Article:
>> START

In a series of milestone studies in this area, Dr. Albert Bandura sought to assess participants’ levels of self-efficacy in tasks that were then measured for performance. What he found was that the groups that included people with low self-efficacy performed worse than those with average self-efficacy, who in turn performed worse than those with the highest levels. While this may seem discouraging for anyone with low self-efficacy, there is great news. Studies have also found that self-efficacy can be raised. When that occurs, the same person would then do better. This is such an important but often overlooked finding within the research. Self-efficacy is not innate. So many characteristics are next to impossible to change, but self-efficacy is not; you can increase it through practice and repetition. When you consider the implications of this for your career it should quickly become clear that you need to generate successes. You need to do so not only for the sake of success itself, but also for the essential by-product of maintaining and growing your own self-efficacy. By setting goals you will reach them and then begin to feel more and more confident as the magnitude of your goals and aspirations increases.
Just as success breeds success, high self-efficacy begets more self-efficacy, which enables you to better cope with failure. You are able to do so because people who have strong self-efficacy recognize that failure is temporary and success will soon follow. Failure, which we discussed in more detail in Lesson 6, will always happen to some degree. What is most important is that you are equipped to handle it when it does. Another positive by-product found in people who have high self-efficacy is persistence. As a result they are less prone to give up because they know that they will reach the goal if they are tenacious and keep at it. Higher levels of self-efficacy will even lower stress because you will be more comfortable and confident. That in turn will reduce anxiety, which is one of the main causes of stress.
When we trace self-efficacy back to goal setting, which we discussed in Lesson 3, an exciting implication emerges: The more you believe in yourself, the more ambitious you become with the goals you are willing to set and take on. In other words, as your self-efficacy grows so too will your willingness to think big. Let's say you want to learn to swim. Surely you are not going to try to swim across a lake right away. But as you reach your first goal of learning to float, and then your second to tread water, and then to swim a short distance and so on, you will build your self-efficacy as it relates to swimming. Before long, swimming across a lake—something that once seemed unimaginable—quickly becomes a goal you will feel comfortable setting and reaching.
As your self-efficacy in a given area increases, you will also begin to create a situation in which you can embolden a self-fulfilling prophecy. Whereas self-efficacy is based on your own sense of confidence that you can do something, a self-fulfilling prophecy (SFP) is a belief that an outcome will happen because you and others act in advance as though it is a foregone conclusion. When others expect someone to do well, they act as if they expect the person to succeed, leading the person to behave in a manner that tries to fulfill those expectations.
In tests of the SFP, the psychologist Robert Rosenthal found very striking results. In the most famous of these studies he partnered with an elementary school to determine whether teachers’ expectations of students would influence subsequent performance. For the purposes of the study the teachers were intentionally misled and given expectations about students when classes began. They were told that based on the results of an IQ test, certain students could be expected to do much better in school. In what he termed the Pygmalion effect, Rosenthal found that those same students scored much better on a follow-up IQ test at the end of the school year than did the other students.

>> END

Dataset:
>> START

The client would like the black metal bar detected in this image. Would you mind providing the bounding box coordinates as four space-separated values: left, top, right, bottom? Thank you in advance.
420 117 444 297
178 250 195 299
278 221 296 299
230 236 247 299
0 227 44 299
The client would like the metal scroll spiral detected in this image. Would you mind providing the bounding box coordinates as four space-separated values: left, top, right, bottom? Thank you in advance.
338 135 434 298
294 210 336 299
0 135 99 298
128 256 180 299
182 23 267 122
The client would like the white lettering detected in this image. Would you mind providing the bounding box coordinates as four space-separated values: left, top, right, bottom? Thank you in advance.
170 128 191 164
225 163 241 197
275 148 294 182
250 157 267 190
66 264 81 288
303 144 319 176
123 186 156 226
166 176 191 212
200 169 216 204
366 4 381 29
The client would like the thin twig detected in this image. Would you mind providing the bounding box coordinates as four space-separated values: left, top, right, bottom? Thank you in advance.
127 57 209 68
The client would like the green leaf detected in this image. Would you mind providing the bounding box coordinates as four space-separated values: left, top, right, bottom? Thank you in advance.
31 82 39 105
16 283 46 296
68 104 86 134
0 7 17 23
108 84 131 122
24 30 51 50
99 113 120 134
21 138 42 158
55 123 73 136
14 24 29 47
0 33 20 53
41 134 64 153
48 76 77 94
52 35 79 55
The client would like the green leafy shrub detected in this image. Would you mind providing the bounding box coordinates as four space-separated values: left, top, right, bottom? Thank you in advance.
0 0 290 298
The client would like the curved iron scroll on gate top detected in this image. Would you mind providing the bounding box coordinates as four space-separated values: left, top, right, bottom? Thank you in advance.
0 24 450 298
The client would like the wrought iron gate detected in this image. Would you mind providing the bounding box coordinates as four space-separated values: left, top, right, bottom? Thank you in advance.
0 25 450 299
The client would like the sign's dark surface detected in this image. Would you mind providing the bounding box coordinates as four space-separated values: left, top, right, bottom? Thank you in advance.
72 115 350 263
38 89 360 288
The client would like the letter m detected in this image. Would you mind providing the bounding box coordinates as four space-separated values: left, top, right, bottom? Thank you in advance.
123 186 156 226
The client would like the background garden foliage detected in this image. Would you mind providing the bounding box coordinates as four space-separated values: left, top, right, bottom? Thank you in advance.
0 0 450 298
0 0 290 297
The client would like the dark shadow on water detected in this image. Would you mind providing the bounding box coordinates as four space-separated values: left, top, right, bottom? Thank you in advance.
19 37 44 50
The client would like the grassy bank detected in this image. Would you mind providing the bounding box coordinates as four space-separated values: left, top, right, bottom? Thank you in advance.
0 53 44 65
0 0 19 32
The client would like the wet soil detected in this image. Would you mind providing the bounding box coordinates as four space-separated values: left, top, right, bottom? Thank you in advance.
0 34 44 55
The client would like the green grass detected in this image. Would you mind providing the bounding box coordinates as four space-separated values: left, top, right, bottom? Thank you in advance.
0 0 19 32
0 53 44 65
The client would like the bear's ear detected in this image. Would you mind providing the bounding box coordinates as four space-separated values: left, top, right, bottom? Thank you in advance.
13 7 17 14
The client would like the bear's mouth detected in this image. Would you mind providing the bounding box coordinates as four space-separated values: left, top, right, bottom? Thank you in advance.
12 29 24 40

>> END

Stated goal A:
In the passage on self-efficacy, what name did Robert Rosenthal give to the effect he found in the elementary school study?
Stated goal B:
Retype the part of the passage on self-efficacy that starts at "Just as success" and ends at "causes of stress.".

Result A:
The Pygmalion effect.

Result B:
Just as success breeds success, high self-efficacy begets more self-efficacy, which enables you to better cope with failure. You are able to do so because people who have strong self-efficacy recognize that failure is temporary and success will soon follow. Failure, which we discussed in more detail in Lesson 6, will always happen to some degree. What is most important is that you are equipped to handle it when it does. Another positive by-product found in people who have high self-efficacy is persistence. As a result they are less prone to give up because they know that they will reach the goal if they are tenacious and keep at it. Higher levels of self-efficacy will even lower stress because you will be more comfortable and confident. That in turn will reduce anxiety, which is one of the main causes of stress.